* **Consegna**
Ricopia, per favore, l'elenco dal suo inizio fino alla riga che contiene "Provide the mask of every instance of the caterpillar.", inclusa, lasciando fuori le immagini.

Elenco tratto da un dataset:
^^^^^^^^

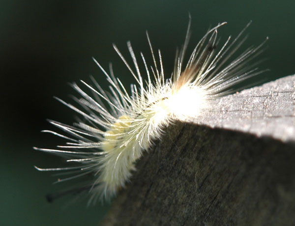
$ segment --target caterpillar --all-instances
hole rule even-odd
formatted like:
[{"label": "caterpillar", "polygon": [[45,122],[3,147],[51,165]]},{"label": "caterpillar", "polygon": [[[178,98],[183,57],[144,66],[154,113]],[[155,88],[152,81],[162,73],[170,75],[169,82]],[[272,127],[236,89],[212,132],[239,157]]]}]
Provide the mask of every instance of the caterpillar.
[{"label": "caterpillar", "polygon": [[[220,47],[217,30],[226,22],[208,29],[185,63],[191,34],[190,18],[184,44],[177,51],[174,68],[168,79],[164,76],[161,51],[155,53],[147,32],[152,63],[148,65],[141,53],[145,68],[143,72],[139,69],[138,57],[130,42],[127,44],[133,66],[113,44],[136,83],[131,85],[131,94],[115,77],[111,66],[108,73],[93,58],[109,83],[109,90],[104,90],[93,77],[91,85],[81,81],[83,89],[73,83],[72,86],[80,95],[74,98],[76,104],[56,98],[80,114],[83,120],[73,125],[49,120],[63,133],[42,132],[64,139],[65,144],[57,146],[57,149],[34,147],[36,150],[61,155],[67,162],[77,165],[35,168],[71,175],[59,179],[59,182],[90,175],[92,181],[89,186],[82,189],[89,190],[90,202],[95,202],[98,198],[108,200],[114,197],[125,186],[135,170],[136,161],[145,150],[152,146],[155,140],[161,138],[165,127],[176,120],[185,121],[199,115],[211,107],[210,100],[233,93],[236,91],[236,84],[265,71],[257,67],[259,61],[253,61],[264,51],[268,38],[232,59],[247,38],[242,35],[250,23],[233,40],[230,36]],[[147,80],[144,80],[143,73]],[[84,91],[84,88],[88,91]]]}]

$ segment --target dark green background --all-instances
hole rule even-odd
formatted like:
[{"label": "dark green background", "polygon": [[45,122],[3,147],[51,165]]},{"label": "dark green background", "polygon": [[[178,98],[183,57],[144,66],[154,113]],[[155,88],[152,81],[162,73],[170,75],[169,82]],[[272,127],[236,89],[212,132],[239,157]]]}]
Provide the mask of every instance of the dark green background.
[{"label": "dark green background", "polygon": [[[94,56],[106,69],[113,63],[117,76],[129,88],[133,80],[112,48],[124,56],[130,40],[135,54],[149,57],[148,30],[154,48],[160,48],[165,71],[170,76],[177,46],[182,44],[192,17],[191,48],[210,25],[227,21],[220,34],[236,35],[251,20],[249,44],[269,37],[263,67],[266,81],[295,72],[295,2],[218,0],[2,0],[0,2],[1,126],[0,225],[97,225],[108,206],[86,207],[71,204],[71,197],[52,204],[48,192],[67,187],[52,185],[50,173],[33,168],[63,165],[58,157],[39,153],[60,140],[42,134],[52,129],[50,118],[71,123],[74,114],[52,97],[68,100],[74,93],[67,84],[93,75],[105,88]],[[126,78],[126,79],[125,79]]]}]

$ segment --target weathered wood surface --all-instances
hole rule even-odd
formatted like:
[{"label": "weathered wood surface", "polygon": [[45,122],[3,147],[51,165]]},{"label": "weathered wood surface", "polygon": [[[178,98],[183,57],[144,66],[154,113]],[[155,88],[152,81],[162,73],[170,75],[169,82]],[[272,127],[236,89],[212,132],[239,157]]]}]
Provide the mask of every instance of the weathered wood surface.
[{"label": "weathered wood surface", "polygon": [[169,126],[102,225],[295,225],[295,76]]}]

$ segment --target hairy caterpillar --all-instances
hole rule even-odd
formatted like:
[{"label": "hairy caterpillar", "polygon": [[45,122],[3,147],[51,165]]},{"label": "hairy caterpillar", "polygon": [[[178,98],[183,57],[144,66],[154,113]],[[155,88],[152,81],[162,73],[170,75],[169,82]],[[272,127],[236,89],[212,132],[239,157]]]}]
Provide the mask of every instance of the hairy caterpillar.
[{"label": "hairy caterpillar", "polygon": [[[226,23],[210,29],[196,45],[184,65],[190,23],[190,19],[184,43],[181,50],[177,51],[174,69],[169,79],[164,78],[161,52],[154,53],[148,33],[153,65],[148,66],[144,55],[140,54],[147,81],[143,79],[130,43],[127,42],[127,46],[134,69],[113,45],[136,81],[136,85],[131,85],[131,95],[120,80],[115,78],[111,67],[108,74],[93,59],[110,83],[109,91],[103,89],[93,78],[94,86],[81,81],[89,94],[73,84],[73,87],[81,96],[80,99],[74,98],[80,107],[57,99],[80,114],[83,121],[71,126],[50,120],[68,135],[49,130],[43,132],[60,137],[67,142],[58,146],[57,149],[34,147],[61,155],[67,162],[76,163],[77,166],[54,169],[35,167],[40,171],[73,173],[72,176],[58,182],[93,175],[91,184],[82,189],[88,189],[91,192],[90,201],[99,197],[108,199],[125,186],[135,170],[136,160],[144,150],[152,145],[153,141],[161,137],[165,127],[176,119],[185,121],[198,115],[202,110],[210,107],[210,99],[233,92],[235,85],[264,71],[256,67],[258,62],[251,61],[263,51],[265,41],[246,49],[231,59],[246,40],[247,37],[242,37],[242,34],[250,23],[232,41],[229,36],[219,48],[217,29]],[[193,103],[191,98],[193,98]]]}]

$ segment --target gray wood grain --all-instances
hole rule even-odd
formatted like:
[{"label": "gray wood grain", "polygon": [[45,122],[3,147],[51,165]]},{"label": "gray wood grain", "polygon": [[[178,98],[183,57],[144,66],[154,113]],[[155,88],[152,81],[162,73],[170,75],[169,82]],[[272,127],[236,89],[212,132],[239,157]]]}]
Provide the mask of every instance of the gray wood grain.
[{"label": "gray wood grain", "polygon": [[176,122],[102,225],[295,225],[295,76]]}]

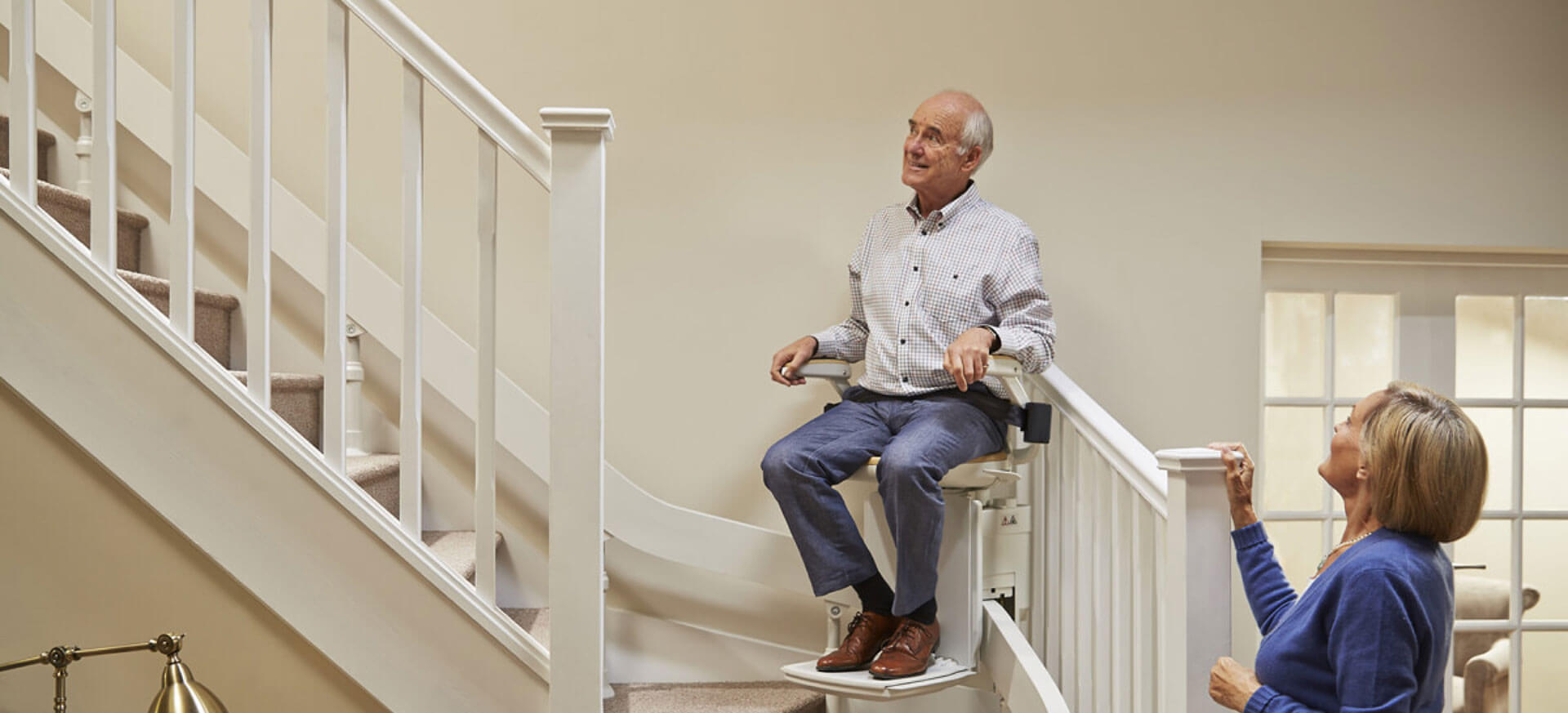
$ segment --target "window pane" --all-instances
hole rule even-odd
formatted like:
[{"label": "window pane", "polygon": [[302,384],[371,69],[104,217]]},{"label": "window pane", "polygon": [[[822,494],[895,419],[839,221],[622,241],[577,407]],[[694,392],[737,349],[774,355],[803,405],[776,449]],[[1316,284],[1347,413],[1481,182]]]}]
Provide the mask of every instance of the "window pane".
[{"label": "window pane", "polygon": [[1524,398],[1568,398],[1568,298],[1524,298]]},{"label": "window pane", "polygon": [[1513,506],[1513,409],[1465,409],[1486,440],[1486,509]]},{"label": "window pane", "polygon": [[1275,558],[1284,569],[1284,578],[1297,592],[1317,572],[1317,559],[1323,556],[1323,523],[1316,520],[1265,522],[1269,541],[1275,545]]},{"label": "window pane", "polygon": [[[1352,407],[1350,407],[1350,406],[1334,406],[1334,423],[1336,423],[1336,425],[1338,425],[1338,423],[1344,423],[1344,422],[1345,422],[1347,418],[1350,418],[1350,411],[1352,411]],[[1323,437],[1325,437],[1325,439],[1331,439],[1331,437],[1334,437],[1334,429],[1333,429],[1333,428],[1330,428],[1330,429],[1328,429],[1328,433],[1327,433],[1327,434],[1323,434]],[[1323,458],[1328,458],[1328,442],[1327,442],[1327,440],[1323,442]],[[1323,487],[1328,487],[1328,484],[1325,483],[1325,484],[1323,484]],[[1328,490],[1330,490],[1330,492],[1331,492],[1331,495],[1333,495],[1333,497],[1330,498],[1330,501],[1331,501],[1331,503],[1333,503],[1333,506],[1334,506],[1334,514],[1336,514],[1336,516],[1342,516],[1342,514],[1345,514],[1345,498],[1339,497],[1339,494],[1338,494],[1338,492],[1333,492],[1333,490],[1334,490],[1333,487],[1328,487]],[[1336,520],[1336,522],[1334,522],[1334,531],[1336,531],[1336,533],[1344,533],[1344,531],[1345,531],[1345,523],[1344,523],[1344,520]]]},{"label": "window pane", "polygon": [[1513,398],[1513,298],[1454,298],[1454,393]]},{"label": "window pane", "polygon": [[1568,409],[1524,409],[1524,509],[1568,509]]},{"label": "window pane", "polygon": [[[1568,619],[1568,567],[1563,567],[1563,542],[1568,542],[1565,520],[1524,520],[1524,586],[1540,594],[1526,619]],[[1524,602],[1529,603],[1529,602]]]},{"label": "window pane", "polygon": [[1265,396],[1323,395],[1323,323],[1320,293],[1264,295]]},{"label": "window pane", "polygon": [[1259,459],[1264,511],[1322,509],[1323,409],[1269,406],[1264,409],[1264,451]]},{"label": "window pane", "polygon": [[[1568,632],[1519,635],[1519,710],[1562,710],[1568,700]],[[1507,683],[1507,680],[1504,682]]]},{"label": "window pane", "polygon": [[1508,548],[1510,528],[1508,520],[1477,522],[1475,530],[1454,542],[1454,564],[1485,564],[1486,569],[1466,569],[1457,574],[1507,583],[1510,572],[1513,572],[1513,553]]},{"label": "window pane", "polygon": [[1366,396],[1394,379],[1394,295],[1334,295],[1334,396]]}]

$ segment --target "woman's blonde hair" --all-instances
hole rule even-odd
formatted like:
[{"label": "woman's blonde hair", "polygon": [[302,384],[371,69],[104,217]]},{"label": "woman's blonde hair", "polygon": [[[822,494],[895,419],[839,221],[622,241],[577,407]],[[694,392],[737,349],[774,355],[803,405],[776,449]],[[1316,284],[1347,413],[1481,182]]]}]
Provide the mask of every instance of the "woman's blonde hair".
[{"label": "woman's blonde hair", "polygon": [[1486,498],[1486,442],[1452,400],[1396,381],[1361,426],[1372,514],[1391,530],[1454,542]]}]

^^^^^^^^

* **Risposta attesa**
$ segment --target caterpillar --all-instances
hole rule even-odd
formatted like:
[{"label": "caterpillar", "polygon": [[45,122],[3,147],[51,165]]},{"label": "caterpillar", "polygon": [[[178,98],[183,57],[144,66],[154,113]],[[155,88],[152,81],[162,73],[170,75],[169,82]],[[272,127],[236,89],[212,132],[239,157]]]}]
Provide the mask of every instance of the caterpillar.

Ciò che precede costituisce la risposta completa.